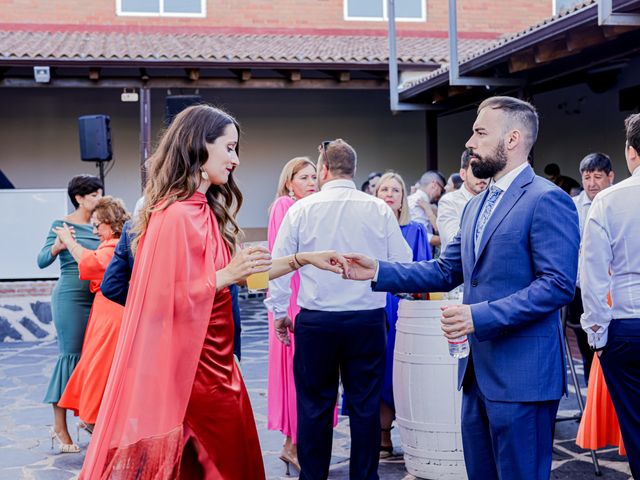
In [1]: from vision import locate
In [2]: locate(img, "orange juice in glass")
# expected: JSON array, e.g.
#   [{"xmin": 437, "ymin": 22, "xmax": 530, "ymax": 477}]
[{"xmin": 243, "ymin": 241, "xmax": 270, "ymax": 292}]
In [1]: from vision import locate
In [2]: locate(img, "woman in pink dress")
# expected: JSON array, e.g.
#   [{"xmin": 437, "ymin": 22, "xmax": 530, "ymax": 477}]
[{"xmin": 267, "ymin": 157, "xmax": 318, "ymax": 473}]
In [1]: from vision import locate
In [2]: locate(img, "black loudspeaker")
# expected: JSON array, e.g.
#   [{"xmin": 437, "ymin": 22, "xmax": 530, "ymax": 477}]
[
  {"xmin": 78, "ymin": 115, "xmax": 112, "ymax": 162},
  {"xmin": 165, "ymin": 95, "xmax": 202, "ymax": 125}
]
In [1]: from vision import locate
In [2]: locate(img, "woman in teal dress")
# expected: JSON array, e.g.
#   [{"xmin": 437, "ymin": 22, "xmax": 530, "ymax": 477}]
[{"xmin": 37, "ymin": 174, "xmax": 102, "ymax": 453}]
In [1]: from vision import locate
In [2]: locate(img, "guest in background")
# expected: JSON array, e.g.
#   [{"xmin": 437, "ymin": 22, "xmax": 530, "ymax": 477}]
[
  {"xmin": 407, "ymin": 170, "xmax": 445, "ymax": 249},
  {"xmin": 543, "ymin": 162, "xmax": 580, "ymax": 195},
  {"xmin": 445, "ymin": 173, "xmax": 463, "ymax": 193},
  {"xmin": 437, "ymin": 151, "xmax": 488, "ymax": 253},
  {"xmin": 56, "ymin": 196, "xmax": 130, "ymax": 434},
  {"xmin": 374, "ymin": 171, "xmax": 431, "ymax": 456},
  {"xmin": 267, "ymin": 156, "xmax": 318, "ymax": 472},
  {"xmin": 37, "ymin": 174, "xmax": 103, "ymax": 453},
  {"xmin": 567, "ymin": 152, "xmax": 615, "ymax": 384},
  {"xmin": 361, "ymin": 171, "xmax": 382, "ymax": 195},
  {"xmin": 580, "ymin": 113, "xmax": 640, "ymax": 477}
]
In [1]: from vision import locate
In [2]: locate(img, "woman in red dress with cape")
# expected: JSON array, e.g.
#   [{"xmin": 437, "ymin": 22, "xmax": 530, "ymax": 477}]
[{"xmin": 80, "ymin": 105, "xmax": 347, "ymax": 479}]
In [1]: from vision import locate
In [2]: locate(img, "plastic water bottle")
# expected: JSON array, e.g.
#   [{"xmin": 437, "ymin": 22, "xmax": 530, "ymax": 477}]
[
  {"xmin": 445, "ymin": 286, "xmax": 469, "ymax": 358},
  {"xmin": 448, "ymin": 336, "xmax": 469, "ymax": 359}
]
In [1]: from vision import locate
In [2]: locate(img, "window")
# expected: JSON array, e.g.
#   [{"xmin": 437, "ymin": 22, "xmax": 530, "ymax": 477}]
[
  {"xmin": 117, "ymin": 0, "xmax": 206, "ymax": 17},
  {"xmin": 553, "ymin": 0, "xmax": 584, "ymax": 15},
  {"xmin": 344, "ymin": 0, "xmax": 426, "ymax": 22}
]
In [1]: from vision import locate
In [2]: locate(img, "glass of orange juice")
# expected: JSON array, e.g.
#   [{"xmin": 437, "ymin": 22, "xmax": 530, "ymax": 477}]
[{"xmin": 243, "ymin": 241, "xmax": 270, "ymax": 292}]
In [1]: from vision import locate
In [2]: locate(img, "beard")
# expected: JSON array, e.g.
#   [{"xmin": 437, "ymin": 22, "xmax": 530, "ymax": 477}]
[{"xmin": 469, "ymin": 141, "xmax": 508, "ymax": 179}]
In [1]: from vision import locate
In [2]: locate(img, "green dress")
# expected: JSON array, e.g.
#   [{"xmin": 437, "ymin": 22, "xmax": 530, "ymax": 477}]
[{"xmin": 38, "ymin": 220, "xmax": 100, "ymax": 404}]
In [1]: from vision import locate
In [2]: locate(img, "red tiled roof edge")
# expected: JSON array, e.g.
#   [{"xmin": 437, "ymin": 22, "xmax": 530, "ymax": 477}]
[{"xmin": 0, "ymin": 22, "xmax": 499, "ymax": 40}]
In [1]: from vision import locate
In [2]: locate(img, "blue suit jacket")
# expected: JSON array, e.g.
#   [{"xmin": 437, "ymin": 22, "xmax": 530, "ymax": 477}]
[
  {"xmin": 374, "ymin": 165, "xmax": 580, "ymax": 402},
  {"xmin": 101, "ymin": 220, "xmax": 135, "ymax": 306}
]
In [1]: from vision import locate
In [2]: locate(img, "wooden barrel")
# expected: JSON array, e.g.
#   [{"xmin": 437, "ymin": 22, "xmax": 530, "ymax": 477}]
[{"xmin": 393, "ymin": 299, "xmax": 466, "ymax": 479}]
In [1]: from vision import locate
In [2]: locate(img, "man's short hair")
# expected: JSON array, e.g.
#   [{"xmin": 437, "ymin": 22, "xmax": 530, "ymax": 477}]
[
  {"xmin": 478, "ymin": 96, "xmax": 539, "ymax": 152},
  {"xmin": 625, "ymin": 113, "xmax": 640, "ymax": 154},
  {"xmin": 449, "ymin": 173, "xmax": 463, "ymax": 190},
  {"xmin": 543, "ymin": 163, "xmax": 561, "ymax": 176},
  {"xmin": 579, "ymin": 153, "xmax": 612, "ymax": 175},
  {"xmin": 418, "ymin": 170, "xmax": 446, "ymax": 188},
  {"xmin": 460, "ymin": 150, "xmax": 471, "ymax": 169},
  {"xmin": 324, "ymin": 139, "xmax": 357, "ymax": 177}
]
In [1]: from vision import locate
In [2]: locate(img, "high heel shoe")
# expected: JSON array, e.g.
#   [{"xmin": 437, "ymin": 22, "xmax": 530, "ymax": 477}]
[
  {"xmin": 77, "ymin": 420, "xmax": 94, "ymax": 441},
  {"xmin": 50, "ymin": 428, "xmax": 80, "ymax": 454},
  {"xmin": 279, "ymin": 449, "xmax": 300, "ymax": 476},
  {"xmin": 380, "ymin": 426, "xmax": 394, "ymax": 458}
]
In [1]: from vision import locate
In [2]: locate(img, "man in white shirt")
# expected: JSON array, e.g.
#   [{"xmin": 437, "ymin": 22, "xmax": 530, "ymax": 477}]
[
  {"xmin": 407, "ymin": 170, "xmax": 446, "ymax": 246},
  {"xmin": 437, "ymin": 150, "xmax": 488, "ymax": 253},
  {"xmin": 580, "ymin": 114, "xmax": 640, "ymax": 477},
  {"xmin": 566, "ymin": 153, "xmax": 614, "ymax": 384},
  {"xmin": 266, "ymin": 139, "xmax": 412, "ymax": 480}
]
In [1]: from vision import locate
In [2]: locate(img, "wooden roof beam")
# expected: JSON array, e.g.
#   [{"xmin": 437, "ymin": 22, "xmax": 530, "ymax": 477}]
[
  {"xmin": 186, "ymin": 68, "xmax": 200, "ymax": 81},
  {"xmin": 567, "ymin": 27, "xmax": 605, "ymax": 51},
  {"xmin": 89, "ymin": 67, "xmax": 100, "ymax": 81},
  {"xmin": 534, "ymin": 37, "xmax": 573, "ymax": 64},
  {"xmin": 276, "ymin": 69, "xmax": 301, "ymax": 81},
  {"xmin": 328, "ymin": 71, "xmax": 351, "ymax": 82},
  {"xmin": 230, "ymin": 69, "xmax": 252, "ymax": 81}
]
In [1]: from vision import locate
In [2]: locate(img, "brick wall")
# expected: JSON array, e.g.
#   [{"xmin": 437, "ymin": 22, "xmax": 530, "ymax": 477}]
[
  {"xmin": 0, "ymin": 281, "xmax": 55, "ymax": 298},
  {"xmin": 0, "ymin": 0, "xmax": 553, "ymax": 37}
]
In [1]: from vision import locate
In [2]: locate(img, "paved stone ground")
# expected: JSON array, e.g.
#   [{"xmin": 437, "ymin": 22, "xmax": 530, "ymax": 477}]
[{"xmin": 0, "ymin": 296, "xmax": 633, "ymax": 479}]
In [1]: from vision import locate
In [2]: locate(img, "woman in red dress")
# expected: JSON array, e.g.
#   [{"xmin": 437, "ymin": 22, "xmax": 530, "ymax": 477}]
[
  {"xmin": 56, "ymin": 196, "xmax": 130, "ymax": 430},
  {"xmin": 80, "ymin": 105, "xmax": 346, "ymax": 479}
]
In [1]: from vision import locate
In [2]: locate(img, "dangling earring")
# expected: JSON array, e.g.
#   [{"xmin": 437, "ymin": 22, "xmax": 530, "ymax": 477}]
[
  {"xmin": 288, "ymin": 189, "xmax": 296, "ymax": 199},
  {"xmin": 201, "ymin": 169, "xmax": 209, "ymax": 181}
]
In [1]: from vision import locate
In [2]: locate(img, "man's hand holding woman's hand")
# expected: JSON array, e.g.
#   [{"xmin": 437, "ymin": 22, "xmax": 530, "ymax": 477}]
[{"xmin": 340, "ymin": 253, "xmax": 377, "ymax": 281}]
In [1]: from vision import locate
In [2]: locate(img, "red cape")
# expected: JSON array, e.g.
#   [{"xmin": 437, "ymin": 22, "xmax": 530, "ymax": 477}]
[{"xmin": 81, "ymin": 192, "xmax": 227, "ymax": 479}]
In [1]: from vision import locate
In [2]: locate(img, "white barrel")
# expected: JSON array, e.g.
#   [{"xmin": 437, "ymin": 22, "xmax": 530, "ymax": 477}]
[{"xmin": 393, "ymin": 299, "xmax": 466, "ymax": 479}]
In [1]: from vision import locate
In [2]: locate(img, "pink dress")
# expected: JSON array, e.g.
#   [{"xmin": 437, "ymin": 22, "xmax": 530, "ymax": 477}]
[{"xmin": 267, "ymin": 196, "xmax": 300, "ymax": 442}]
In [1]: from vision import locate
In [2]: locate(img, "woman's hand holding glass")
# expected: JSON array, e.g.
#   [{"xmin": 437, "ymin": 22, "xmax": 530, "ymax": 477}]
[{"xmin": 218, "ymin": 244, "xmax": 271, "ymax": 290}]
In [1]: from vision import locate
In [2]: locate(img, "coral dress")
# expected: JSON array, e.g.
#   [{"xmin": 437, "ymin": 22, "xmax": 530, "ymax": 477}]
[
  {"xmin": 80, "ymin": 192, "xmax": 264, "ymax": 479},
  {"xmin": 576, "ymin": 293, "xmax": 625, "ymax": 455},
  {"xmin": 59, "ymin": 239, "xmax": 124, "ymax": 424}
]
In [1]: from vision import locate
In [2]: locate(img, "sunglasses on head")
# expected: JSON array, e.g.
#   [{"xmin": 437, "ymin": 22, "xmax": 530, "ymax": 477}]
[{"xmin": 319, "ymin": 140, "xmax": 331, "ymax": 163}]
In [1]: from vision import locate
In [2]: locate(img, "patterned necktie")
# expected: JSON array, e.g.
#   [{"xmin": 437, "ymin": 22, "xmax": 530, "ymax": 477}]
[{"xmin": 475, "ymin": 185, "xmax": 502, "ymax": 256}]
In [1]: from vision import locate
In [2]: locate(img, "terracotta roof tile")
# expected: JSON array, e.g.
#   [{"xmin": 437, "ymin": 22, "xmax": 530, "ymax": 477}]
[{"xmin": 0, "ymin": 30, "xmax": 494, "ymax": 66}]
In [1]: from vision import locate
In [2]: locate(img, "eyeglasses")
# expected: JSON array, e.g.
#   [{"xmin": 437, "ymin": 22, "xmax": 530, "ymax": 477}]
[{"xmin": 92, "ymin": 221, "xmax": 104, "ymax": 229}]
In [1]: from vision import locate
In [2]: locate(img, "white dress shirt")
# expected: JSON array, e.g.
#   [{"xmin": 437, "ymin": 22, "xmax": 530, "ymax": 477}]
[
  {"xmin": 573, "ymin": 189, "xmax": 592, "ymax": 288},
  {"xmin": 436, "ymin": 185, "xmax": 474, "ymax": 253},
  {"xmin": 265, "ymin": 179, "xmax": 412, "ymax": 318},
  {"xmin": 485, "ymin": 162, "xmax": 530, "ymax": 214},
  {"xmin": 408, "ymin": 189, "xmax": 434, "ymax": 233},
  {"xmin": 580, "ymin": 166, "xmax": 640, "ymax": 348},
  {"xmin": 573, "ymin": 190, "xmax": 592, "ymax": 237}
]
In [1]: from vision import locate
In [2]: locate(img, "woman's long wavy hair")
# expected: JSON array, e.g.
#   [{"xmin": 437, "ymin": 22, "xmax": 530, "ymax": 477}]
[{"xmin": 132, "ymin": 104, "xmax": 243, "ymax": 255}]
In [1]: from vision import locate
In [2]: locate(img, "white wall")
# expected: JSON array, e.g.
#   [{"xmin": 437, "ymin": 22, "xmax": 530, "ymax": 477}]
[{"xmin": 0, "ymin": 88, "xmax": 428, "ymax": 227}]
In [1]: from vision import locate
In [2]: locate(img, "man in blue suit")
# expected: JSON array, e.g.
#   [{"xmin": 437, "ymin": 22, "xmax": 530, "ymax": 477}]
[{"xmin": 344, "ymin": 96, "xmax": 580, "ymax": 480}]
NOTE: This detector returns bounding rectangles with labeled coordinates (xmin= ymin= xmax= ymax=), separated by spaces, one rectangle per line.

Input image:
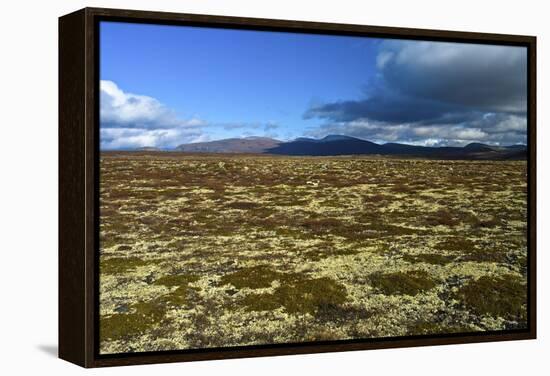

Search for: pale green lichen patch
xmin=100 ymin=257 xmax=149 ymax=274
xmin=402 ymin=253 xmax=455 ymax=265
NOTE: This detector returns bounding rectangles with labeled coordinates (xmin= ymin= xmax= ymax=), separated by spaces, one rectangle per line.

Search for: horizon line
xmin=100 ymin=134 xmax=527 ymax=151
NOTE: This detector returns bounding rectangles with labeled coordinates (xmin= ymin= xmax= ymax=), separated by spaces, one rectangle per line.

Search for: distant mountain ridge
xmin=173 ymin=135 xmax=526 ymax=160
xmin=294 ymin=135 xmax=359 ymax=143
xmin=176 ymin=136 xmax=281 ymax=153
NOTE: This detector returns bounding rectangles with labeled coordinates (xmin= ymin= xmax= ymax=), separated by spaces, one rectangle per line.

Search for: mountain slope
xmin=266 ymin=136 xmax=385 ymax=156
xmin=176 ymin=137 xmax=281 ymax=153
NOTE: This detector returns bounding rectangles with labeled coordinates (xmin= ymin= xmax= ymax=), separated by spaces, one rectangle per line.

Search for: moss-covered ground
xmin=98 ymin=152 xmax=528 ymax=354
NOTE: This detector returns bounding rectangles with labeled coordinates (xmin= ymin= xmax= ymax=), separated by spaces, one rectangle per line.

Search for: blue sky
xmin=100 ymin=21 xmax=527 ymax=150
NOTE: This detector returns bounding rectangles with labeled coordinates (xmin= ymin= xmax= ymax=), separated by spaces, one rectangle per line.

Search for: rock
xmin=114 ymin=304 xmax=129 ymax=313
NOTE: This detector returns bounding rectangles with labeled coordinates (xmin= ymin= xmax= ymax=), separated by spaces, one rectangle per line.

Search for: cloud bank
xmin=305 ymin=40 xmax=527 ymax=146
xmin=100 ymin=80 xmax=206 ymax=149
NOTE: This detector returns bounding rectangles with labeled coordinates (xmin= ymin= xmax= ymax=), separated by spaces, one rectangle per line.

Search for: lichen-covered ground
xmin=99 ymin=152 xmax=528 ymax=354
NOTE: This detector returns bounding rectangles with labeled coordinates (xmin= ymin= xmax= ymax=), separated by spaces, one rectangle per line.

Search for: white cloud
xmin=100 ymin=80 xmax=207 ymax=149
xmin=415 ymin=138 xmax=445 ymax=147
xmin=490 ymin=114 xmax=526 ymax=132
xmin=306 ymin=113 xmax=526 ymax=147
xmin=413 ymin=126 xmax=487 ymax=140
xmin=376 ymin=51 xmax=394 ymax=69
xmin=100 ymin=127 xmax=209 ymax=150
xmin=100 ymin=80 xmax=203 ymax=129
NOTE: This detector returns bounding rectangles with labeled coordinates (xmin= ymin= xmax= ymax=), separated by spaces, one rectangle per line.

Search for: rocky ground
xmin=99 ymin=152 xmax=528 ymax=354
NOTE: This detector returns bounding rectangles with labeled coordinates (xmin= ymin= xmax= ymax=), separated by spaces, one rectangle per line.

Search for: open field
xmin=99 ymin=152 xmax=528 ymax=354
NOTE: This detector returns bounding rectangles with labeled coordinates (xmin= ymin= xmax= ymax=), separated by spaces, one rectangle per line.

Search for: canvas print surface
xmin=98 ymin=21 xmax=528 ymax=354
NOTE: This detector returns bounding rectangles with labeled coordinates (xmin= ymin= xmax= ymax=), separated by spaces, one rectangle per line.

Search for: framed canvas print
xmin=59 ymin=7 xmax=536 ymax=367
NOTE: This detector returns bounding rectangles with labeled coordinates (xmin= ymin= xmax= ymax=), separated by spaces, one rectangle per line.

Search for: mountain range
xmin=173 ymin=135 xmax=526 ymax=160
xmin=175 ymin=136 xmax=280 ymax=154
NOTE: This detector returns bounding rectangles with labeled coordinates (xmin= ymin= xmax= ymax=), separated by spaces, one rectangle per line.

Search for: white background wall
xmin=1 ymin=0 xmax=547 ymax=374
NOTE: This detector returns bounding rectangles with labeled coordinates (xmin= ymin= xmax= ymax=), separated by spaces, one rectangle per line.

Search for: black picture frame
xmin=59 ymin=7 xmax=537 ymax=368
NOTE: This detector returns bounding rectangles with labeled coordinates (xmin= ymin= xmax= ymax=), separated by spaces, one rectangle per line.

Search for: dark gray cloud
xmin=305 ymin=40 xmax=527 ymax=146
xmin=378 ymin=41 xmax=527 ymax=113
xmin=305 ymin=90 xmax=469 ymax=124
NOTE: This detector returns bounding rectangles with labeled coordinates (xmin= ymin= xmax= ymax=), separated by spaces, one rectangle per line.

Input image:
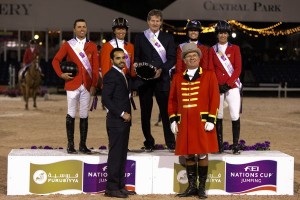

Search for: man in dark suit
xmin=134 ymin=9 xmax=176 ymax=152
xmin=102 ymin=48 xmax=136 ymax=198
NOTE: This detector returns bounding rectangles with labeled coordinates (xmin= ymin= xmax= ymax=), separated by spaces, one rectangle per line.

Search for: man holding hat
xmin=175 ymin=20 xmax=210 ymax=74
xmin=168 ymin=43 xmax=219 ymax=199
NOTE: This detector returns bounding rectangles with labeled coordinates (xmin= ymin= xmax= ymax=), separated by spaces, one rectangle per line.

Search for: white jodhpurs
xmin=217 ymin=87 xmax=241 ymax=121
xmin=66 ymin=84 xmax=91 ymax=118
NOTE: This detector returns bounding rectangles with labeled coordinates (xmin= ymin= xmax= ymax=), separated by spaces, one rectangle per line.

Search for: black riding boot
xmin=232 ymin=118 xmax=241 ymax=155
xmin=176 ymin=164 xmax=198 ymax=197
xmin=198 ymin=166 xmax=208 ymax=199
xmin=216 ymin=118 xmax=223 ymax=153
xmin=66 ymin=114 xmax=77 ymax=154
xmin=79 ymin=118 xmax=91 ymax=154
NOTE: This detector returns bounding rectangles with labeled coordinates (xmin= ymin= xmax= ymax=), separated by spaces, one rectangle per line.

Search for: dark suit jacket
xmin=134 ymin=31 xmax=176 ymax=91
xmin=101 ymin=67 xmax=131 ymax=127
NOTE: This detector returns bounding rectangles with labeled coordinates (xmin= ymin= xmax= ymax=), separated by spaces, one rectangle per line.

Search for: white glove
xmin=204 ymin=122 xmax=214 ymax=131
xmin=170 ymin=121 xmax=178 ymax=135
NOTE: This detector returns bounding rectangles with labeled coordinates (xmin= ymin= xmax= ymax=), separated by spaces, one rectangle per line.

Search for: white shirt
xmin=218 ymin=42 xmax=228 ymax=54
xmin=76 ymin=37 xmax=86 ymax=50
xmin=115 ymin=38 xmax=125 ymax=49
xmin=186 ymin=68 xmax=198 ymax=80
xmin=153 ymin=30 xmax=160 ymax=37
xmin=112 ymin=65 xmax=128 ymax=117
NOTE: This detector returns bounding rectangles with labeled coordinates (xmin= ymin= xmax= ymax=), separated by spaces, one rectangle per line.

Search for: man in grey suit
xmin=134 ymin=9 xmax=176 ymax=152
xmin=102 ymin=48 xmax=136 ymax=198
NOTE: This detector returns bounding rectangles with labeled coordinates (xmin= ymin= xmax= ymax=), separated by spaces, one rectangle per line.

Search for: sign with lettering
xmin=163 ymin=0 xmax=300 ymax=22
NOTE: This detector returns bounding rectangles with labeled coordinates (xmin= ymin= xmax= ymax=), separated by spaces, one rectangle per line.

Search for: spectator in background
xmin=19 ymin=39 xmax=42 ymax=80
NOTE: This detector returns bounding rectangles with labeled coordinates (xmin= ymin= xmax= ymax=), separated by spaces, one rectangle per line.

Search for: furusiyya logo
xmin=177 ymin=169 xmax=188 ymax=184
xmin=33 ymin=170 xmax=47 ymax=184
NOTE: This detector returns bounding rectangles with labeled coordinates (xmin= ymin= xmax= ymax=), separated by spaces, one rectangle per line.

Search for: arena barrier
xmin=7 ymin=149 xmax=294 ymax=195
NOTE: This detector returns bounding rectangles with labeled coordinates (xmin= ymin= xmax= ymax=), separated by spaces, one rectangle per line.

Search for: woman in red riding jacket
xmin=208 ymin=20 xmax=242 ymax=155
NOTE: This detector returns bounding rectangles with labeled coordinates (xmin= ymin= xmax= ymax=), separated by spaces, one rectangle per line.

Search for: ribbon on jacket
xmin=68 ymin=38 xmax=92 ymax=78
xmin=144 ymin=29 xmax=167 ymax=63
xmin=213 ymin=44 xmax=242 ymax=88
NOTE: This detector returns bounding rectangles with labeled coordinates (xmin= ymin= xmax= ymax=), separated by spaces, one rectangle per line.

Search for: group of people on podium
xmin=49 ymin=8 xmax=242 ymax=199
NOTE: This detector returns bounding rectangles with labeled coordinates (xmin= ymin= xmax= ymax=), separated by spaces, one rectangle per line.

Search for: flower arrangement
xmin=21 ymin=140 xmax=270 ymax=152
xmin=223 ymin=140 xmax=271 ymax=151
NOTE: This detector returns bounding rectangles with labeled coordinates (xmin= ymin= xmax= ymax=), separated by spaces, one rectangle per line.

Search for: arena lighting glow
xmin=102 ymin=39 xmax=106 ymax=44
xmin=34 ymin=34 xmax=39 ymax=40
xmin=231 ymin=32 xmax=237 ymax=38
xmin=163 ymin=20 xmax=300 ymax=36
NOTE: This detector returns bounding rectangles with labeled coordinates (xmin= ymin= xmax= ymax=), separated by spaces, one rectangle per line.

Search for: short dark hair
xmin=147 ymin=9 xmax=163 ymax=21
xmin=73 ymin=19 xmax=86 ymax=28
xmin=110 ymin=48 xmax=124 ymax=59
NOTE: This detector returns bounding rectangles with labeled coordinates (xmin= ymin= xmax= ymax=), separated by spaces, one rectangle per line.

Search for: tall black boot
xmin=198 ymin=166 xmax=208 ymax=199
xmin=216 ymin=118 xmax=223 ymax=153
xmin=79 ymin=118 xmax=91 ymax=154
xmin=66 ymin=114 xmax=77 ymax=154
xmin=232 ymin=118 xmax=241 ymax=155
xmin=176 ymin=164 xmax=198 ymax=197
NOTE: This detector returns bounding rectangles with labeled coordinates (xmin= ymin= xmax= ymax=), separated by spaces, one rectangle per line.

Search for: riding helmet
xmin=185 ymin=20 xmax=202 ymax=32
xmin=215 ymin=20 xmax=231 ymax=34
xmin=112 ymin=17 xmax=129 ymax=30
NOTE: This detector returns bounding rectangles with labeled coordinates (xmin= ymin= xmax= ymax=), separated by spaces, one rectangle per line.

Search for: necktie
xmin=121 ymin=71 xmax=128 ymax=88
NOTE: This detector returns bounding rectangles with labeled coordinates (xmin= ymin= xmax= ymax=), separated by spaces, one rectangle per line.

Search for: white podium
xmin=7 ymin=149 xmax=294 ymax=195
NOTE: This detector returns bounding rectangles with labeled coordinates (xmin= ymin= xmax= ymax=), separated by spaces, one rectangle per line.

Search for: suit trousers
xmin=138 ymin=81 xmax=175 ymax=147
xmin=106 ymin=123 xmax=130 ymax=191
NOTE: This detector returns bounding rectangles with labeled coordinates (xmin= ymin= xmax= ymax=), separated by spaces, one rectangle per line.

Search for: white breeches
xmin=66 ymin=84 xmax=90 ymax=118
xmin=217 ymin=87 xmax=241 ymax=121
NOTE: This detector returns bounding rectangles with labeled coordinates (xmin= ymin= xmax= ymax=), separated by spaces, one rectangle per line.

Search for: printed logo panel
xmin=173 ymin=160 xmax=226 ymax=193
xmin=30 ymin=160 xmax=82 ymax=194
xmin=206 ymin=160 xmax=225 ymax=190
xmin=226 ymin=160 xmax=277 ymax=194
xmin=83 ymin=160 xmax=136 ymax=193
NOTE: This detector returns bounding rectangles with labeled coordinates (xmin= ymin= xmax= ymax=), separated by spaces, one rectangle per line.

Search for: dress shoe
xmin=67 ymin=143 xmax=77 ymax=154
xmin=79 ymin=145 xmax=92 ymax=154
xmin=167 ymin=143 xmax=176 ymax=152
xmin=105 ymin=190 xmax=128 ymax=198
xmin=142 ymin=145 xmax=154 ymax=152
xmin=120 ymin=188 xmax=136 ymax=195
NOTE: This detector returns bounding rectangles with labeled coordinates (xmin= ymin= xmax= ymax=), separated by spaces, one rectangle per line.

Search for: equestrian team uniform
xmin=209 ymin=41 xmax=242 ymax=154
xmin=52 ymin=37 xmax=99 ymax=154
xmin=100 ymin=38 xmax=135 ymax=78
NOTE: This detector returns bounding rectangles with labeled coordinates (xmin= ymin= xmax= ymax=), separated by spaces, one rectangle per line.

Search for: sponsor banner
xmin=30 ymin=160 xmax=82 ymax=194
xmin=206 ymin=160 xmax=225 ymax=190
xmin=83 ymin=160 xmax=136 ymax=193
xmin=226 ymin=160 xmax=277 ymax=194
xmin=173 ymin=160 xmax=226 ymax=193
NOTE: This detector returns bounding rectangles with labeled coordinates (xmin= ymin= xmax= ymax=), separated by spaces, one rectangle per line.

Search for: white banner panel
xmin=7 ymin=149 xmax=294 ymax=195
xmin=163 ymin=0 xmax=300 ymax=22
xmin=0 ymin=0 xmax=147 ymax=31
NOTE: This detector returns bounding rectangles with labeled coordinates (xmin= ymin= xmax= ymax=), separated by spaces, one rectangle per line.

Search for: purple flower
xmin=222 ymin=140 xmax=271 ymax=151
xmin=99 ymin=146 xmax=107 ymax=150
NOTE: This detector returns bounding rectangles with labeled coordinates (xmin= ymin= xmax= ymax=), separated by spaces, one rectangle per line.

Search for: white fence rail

• **WHAT YOU SHOULD DO**
Indicate how many lines of the material contain the string "hand", giving the number and nothing more.

• **SOLUTION TO THIS TASK**
2